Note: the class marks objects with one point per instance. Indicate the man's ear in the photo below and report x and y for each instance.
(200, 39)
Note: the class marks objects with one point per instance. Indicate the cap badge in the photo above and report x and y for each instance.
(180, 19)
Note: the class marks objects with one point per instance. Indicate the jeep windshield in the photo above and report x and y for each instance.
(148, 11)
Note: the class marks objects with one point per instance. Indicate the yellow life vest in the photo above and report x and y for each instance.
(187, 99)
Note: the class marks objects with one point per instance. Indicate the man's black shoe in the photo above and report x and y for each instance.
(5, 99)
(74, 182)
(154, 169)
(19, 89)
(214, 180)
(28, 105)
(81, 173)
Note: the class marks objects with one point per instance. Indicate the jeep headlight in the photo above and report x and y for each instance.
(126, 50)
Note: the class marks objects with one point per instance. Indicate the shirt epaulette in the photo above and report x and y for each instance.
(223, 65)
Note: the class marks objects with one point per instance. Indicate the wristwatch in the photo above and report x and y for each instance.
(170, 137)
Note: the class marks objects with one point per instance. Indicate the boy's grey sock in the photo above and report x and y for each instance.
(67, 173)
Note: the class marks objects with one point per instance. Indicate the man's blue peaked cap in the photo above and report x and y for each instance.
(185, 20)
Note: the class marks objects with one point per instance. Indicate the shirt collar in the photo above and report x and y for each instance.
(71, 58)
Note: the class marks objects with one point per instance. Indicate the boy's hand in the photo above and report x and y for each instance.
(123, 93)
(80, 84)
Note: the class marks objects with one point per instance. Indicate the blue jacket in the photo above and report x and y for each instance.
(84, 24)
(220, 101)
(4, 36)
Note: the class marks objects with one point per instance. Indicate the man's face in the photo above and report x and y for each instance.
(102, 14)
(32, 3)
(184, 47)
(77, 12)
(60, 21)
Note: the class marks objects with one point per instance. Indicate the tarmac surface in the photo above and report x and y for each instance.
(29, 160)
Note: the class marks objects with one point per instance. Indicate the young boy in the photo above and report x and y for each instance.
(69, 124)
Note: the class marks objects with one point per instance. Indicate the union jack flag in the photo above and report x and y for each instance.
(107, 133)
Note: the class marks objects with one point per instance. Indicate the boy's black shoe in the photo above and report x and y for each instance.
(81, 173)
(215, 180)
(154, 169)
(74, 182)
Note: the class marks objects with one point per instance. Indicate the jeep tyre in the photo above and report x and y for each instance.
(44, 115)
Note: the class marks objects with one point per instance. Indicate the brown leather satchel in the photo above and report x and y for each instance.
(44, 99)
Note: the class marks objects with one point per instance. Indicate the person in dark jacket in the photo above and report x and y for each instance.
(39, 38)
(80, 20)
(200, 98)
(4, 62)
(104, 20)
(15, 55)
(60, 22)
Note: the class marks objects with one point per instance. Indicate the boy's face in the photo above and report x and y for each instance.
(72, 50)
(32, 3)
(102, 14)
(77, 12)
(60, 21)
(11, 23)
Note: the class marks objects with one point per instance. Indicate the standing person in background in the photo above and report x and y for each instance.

• [DIRECTION]: Extract the lines above from the one containing "the jeep tyre" to the last line, both included, exactly as written.

• [RESPONSE FOR THIS EXERCISE]:
Note: the class marks objects with one point per instance. Indicate the jeep tyre in the photo above and report x and y for each instance.
(44, 115)
Note: the class marks objects with one point per instance. Indicate the brown leather satchel in the photo above and report x and y for each instance.
(44, 99)
Note: the class marks objects with one point per instance. Indicate the person in dark jacket in the photo above and report x and y for each instance.
(39, 38)
(80, 20)
(200, 98)
(4, 62)
(104, 20)
(15, 55)
(60, 22)
Note: the class marks objects with one point per instance. Indicate the boy's face in the photo above and report x and y for each instance.
(72, 50)
(32, 3)
(102, 14)
(77, 12)
(60, 21)
(11, 23)
Note: the class marks objects with one point per instance. Indicate the standing person in background in the photo above and report x and y for each instance.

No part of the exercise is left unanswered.